Answer with the exact lines of the following material from the one containing "point(879, 248)" through the one containing "point(543, 359)", both end lines included.

Start of Block

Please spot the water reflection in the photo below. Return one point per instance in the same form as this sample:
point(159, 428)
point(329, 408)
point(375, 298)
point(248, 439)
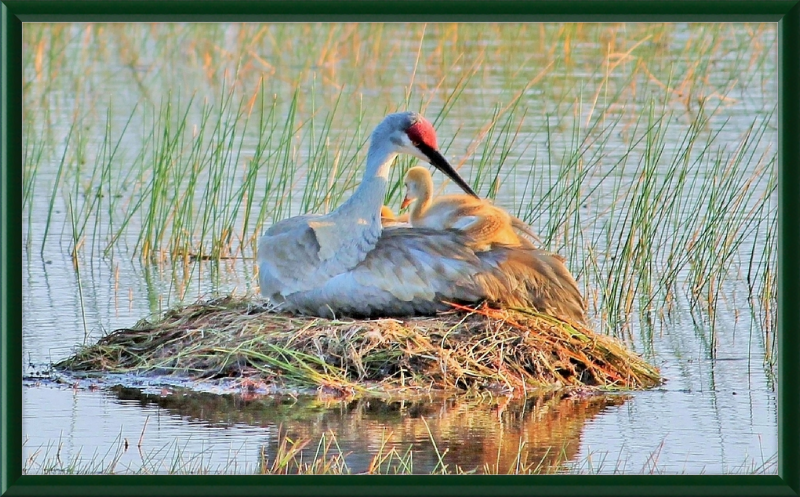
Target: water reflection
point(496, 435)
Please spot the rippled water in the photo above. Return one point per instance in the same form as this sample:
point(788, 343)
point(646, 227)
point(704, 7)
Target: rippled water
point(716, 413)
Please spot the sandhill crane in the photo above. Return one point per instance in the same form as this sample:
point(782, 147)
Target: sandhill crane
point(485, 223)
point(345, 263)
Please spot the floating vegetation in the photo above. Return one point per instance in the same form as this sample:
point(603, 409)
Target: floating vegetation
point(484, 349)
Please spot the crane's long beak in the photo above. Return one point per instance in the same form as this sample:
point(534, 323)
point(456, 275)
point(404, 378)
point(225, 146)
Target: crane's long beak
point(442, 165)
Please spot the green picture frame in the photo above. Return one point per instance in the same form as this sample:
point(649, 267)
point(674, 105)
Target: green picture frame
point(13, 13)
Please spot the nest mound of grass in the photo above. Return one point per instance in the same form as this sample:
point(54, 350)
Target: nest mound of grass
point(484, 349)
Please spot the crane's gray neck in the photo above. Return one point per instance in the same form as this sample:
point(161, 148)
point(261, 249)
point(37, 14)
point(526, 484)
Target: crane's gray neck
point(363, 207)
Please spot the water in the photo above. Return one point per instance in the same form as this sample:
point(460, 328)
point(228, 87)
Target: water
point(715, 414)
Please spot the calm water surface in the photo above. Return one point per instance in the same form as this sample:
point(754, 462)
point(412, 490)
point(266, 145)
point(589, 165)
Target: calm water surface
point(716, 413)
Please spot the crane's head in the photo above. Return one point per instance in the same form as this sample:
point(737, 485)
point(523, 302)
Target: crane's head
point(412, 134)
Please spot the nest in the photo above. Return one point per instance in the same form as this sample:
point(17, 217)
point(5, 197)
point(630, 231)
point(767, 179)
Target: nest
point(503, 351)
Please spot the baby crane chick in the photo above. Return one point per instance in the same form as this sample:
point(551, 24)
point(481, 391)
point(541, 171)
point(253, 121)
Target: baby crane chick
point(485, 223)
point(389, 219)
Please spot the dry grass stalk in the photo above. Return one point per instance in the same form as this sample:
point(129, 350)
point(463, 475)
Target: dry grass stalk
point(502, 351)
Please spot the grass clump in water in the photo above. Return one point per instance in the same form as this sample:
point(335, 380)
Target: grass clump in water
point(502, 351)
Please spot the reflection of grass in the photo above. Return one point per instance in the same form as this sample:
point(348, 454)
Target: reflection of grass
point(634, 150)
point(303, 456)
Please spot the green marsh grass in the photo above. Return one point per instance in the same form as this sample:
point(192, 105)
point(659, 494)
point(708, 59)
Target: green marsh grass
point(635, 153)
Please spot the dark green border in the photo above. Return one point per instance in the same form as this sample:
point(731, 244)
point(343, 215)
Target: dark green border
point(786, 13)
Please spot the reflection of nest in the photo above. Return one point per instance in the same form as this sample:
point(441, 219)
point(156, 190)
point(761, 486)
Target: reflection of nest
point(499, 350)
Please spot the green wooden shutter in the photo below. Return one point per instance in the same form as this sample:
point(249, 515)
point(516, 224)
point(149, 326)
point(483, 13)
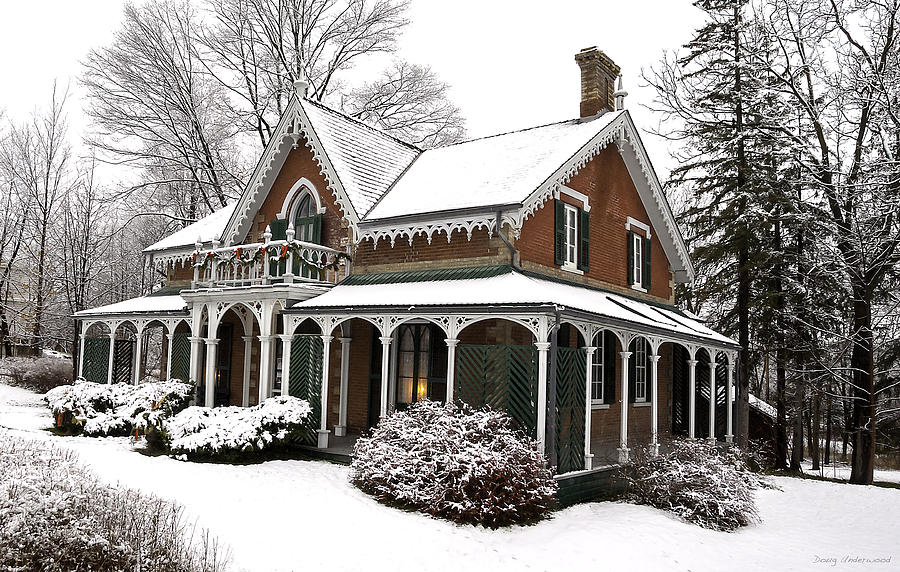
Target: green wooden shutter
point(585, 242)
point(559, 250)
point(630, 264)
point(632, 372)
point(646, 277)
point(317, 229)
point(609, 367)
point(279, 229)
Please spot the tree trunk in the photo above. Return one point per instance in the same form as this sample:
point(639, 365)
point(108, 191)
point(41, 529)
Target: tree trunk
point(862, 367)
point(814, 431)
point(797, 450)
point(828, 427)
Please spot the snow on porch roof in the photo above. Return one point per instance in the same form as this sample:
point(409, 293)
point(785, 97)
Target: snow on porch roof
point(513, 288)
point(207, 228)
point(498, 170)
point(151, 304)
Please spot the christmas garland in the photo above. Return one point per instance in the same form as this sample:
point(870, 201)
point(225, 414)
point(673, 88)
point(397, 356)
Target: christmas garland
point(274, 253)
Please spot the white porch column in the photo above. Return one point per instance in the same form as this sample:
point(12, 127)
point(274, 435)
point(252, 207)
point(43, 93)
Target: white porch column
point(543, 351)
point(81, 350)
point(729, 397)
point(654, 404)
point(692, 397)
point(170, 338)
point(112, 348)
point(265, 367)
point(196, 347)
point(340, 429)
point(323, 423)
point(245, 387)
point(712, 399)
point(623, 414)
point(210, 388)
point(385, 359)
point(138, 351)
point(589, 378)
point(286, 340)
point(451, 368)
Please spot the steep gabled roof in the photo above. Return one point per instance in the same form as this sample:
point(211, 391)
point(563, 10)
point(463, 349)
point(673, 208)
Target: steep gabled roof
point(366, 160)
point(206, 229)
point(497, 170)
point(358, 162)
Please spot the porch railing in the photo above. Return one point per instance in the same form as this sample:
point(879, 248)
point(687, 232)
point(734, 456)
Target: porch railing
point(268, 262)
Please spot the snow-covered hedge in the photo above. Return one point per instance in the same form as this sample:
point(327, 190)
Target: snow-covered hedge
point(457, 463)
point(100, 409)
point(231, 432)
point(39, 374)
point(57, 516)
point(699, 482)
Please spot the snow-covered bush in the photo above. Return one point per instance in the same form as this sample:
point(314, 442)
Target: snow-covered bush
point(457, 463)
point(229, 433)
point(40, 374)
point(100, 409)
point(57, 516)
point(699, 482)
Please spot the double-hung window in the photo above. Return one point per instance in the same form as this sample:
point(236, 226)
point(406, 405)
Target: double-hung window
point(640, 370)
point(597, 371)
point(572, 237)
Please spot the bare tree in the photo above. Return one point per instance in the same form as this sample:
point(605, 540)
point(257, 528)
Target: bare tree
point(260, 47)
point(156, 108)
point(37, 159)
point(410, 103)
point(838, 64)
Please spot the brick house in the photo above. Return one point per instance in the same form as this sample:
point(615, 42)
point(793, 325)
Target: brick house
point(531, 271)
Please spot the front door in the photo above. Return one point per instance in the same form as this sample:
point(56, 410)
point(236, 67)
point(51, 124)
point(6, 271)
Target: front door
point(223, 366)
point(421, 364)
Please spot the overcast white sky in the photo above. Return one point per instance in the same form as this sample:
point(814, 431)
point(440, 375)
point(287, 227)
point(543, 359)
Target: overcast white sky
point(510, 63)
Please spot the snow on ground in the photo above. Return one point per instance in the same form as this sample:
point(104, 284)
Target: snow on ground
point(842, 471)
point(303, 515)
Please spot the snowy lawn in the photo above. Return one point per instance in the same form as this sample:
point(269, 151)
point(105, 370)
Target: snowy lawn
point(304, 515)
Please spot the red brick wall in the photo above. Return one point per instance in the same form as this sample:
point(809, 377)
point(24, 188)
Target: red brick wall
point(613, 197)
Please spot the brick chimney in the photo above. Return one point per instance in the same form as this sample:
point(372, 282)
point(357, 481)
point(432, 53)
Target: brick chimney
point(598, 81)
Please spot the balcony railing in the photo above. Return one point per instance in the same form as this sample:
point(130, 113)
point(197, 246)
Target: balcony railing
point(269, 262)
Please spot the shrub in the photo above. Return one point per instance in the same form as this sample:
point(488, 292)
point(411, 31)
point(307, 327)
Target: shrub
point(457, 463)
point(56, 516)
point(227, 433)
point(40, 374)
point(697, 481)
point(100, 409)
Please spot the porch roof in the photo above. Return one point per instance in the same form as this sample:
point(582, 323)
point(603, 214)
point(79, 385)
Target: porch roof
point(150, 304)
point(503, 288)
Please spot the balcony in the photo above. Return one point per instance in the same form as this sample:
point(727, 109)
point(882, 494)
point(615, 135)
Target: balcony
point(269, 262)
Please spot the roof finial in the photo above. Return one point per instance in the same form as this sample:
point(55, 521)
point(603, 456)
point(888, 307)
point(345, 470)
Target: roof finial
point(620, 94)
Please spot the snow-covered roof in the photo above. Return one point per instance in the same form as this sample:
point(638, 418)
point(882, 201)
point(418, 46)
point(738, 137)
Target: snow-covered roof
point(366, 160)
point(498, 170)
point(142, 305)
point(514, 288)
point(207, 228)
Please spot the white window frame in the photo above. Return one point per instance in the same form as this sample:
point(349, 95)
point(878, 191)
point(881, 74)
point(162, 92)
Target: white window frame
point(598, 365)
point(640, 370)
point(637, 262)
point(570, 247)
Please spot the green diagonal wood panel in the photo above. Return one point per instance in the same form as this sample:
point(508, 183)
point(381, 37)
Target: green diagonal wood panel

End of Block

■ WRITTEN ANSWER
point(879, 248)
point(687, 232)
point(734, 456)
Target: porch railing
point(268, 262)
Please spot the snow-covered hedge in the photo above. Return one point per instance in the same form as this sample:
point(327, 190)
Target: snow-covered hedge
point(457, 463)
point(100, 409)
point(231, 432)
point(39, 374)
point(57, 516)
point(699, 482)
Please spot the snow-covered bush in the photo above. Return one point per instance in the same form as this sample:
point(314, 442)
Target: snow-covered bush
point(457, 463)
point(229, 433)
point(40, 374)
point(100, 409)
point(57, 516)
point(699, 482)
Please spot the double-hung window in the photo above. Return one point per instance in the same form as this sample:
point(236, 226)
point(406, 405)
Target: double-hung window
point(640, 370)
point(597, 371)
point(572, 237)
Please spot the bare tree in the photo above. Return one point per instance in the same form as this sample:
point(605, 540)
point(257, 528)
Target: bare tree
point(260, 47)
point(156, 108)
point(37, 159)
point(410, 103)
point(838, 64)
Please spot the brick house in the photo above. Return one point per instance in the same form as this sample:
point(615, 42)
point(793, 325)
Target: brick house
point(531, 271)
Please spot the front door in the photo above. Return one point per instance in the same form as this sample:
point(56, 410)
point(236, 67)
point(51, 124)
point(6, 271)
Target: front door
point(223, 366)
point(421, 364)
Please spot the overcast white sky in the photo above. Return one point per instance in the same form as this sample:
point(814, 431)
point(440, 375)
point(287, 227)
point(543, 359)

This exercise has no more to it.